Recorded data
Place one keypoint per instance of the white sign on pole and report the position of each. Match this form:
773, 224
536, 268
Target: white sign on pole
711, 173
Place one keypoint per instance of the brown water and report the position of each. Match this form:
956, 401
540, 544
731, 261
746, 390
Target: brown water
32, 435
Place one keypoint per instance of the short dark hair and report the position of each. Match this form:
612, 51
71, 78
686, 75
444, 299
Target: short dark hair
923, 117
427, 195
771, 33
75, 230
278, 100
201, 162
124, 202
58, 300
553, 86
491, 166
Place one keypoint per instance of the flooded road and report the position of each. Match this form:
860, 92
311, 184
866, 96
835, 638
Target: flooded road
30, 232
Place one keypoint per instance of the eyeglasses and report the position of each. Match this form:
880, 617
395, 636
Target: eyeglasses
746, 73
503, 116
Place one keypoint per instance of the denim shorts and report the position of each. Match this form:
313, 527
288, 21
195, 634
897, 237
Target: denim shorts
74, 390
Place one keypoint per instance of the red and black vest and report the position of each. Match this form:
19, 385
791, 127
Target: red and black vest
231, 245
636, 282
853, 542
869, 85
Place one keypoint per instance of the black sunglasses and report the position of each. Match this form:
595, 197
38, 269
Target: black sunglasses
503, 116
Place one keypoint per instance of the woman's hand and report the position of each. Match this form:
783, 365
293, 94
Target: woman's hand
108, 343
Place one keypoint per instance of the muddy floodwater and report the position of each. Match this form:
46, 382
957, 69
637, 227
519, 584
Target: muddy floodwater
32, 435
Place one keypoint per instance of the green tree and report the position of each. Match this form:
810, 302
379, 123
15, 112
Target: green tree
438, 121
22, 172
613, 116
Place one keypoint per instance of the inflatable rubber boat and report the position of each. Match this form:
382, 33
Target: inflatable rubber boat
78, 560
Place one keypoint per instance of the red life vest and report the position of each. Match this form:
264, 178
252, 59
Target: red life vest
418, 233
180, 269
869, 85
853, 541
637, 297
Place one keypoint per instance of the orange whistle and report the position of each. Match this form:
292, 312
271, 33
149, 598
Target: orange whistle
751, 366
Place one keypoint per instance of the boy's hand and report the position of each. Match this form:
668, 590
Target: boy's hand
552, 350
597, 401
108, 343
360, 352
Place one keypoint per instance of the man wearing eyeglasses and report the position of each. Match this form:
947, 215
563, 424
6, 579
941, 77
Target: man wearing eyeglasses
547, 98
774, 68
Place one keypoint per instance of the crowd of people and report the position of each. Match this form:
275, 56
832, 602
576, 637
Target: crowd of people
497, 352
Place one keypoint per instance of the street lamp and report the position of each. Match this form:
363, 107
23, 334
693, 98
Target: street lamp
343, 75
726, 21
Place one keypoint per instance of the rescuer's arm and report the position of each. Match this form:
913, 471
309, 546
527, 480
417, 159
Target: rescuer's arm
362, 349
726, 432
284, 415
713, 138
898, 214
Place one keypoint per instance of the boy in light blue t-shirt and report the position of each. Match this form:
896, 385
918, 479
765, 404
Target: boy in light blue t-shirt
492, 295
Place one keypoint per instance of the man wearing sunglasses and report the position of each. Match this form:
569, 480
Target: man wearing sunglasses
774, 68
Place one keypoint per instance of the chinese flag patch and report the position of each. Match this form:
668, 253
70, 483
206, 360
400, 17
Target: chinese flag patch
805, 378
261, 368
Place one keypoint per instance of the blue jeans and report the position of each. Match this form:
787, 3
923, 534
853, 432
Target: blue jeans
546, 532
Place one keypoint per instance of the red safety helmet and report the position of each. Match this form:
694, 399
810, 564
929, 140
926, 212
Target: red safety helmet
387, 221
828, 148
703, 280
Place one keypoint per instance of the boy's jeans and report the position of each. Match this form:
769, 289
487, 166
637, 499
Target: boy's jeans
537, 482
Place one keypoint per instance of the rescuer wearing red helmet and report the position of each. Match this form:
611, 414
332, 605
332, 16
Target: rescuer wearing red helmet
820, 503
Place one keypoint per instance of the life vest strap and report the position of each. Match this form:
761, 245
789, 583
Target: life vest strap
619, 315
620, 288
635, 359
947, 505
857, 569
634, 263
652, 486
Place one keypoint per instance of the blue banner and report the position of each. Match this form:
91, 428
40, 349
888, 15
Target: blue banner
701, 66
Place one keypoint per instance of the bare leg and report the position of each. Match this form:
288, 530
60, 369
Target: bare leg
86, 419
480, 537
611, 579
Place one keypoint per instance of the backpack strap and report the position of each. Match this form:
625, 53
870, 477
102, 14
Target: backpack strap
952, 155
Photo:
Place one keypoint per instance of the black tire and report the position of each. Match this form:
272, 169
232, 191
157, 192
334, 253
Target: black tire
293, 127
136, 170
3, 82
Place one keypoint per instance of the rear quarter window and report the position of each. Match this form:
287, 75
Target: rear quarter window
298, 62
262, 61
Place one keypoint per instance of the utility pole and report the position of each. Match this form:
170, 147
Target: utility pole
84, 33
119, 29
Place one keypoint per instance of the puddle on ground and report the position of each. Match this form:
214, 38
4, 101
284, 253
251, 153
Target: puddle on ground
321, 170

* **Aim**: Copy out every one of the entries above word for word.

* **Correct result**:
Place one keypoint per instance of the white sign on pole and report the position of each. Match this form:
773, 224
536, 268
Target: white sign on pole
711, 173
Place one keypoint per instance of the brown water and report the position of each. Match this form:
956, 401
540, 544
731, 261
746, 390
Target: brown water
32, 435
Place one keypoint per instance of the short dark hair and report the position of each. Match this form:
612, 51
71, 78
686, 75
444, 299
Target: short dark hair
923, 117
427, 195
771, 33
75, 230
278, 100
201, 162
124, 202
58, 300
553, 86
491, 166
Place one keypoint per instance of the flooded road and report the position of each. Match this form:
860, 92
311, 184
866, 96
835, 638
Target: flooded road
30, 232
Place one keypoint per instance of the eyeglasses and report the position of each. Match this form:
880, 617
395, 636
Target: eyeglasses
746, 73
503, 116
Place one keypoint per instance of the denim shorts and report the position of each. Match this form:
313, 527
288, 21
195, 634
897, 237
Target: denim shorts
74, 390
Place one keypoint per instance of the red and black vest and report the position of each. Match this form:
19, 385
791, 127
Target: red and black vest
231, 245
636, 282
853, 542
869, 85
Place one keypoint per instance of the black sunglasses and report the position of each. Match this form:
595, 197
38, 269
Target: black sunglasses
503, 116
Place one keypoint per instance of the woman's hand and report the position of each. Match this form:
783, 365
293, 94
Target: woman's hand
108, 343
Place one keypoint per instance of the muddy floodwater and report the position of each. Match this form:
46, 382
957, 69
637, 227
519, 584
Target: muddy floodwater
32, 435
Place one keypoint per instance of the green tree and report the position of each. Match this form:
810, 302
379, 123
15, 112
Target: green tree
438, 121
22, 172
613, 116
Place one keypoint per instance of the inflatable rubber boat and report the position of each. Match this form:
382, 33
Target: inflatable rubber boat
78, 560
Place one keypoint per instance of the red life vest and report the position of each. Match this form:
264, 178
252, 59
Target: red life vest
418, 233
180, 269
869, 85
853, 541
637, 297
Place one keypoint per instance of the orange whistle and report the position of each. Match this form:
292, 312
271, 33
149, 598
Target: orange whistle
751, 366
Place one keypoint per instance of the boy's hand and report the position of each. Match this form:
668, 590
Target: boy's hand
552, 350
597, 401
108, 343
360, 352
Place one keypoint per instance of the man wearing eyeglasses and report the position of each. Match this form:
947, 215
563, 424
6, 579
941, 77
Target: man wearing eyeglasses
547, 98
774, 68
Place one keypoint per instance of the crowd of people and report the position of each. Match this form:
275, 56
832, 602
576, 637
Target: crowd of people
497, 352
Place one keypoint per instance of the street lamp and report the position of each. Match this form:
363, 107
23, 334
693, 98
Target: street lamp
343, 75
726, 21
Place one keypoint per instance of the rescuer's arm and report the position of each. Match this form:
913, 471
309, 546
527, 480
417, 159
Target: rescuer's arm
362, 349
726, 432
284, 415
713, 138
898, 214
Place one keypoint per instance of the boy in light blue t-shirt and report the position of each. Match this form:
896, 385
918, 479
765, 404
Target: boy in light blue t-shirt
492, 295
Place one keypoint per instance of the man wearing sunglasses and report the position of each. Match this form:
569, 480
Target: man wearing sunglasses
774, 68
Place one keypoint per instance of the chinese flag patch and report the position of each. Match this form:
668, 253
70, 483
206, 360
400, 17
Target: chinese flag patch
805, 378
261, 368
Place one keypoint per instance of the blue jeans and report the position of each. Match this form:
787, 3
923, 534
853, 432
Target: blue jeans
546, 532
Place one keypoint per instance of the red safety helmet and report the position of each. Match this form:
694, 399
810, 564
929, 140
926, 212
Target: red safety helmet
387, 221
828, 148
703, 280
Place one keypoint per instance of the boy's jeans and report the position of each. Match this form:
769, 289
487, 166
637, 499
Target: boy's jeans
537, 482
Place one keypoint per instance of the rescuer wearing red helmet and report the position of each. Match this form:
611, 414
332, 605
332, 16
Target: rescuer wearing red helmet
820, 503
Place one keypoint per instance of the life vest strap and report the position of each. Match this form:
761, 245
789, 583
Target: life vest strap
619, 315
620, 288
635, 359
947, 505
857, 569
634, 263
652, 486
Place one keypoint per instance of the blue banner and report the position of each. Match this form:
91, 428
40, 349
888, 15
Target: blue banner
701, 66
Place one keypoint per instance of the bare leg and report the position of each. Match this form:
288, 530
60, 369
Target: bare leg
86, 419
480, 537
611, 579
Place one keypoint per instance of the backpack strap and report the position of each. Match this form:
625, 53
870, 477
102, 14
Target: backpack strap
952, 155
Photo:
Place one keypoint per instance of the black tire and report the position of each. Match this form:
272, 169
232, 191
157, 192
334, 253
Target: black tire
293, 127
136, 170
3, 82
Place one keypoint per instance of the rear quarter window and report the position of each. Match this form:
287, 75
Target: rear quarter window
298, 62
262, 61
Place one keypoint per instance of the utility pole and report the position of each. Match this form:
170, 147
Target: utility pole
84, 33
119, 29
Place one keypoint per instance of the puddle on ground and report the position of each. Match this form:
214, 38
4, 101
284, 253
251, 153
Target: puddle on ground
321, 170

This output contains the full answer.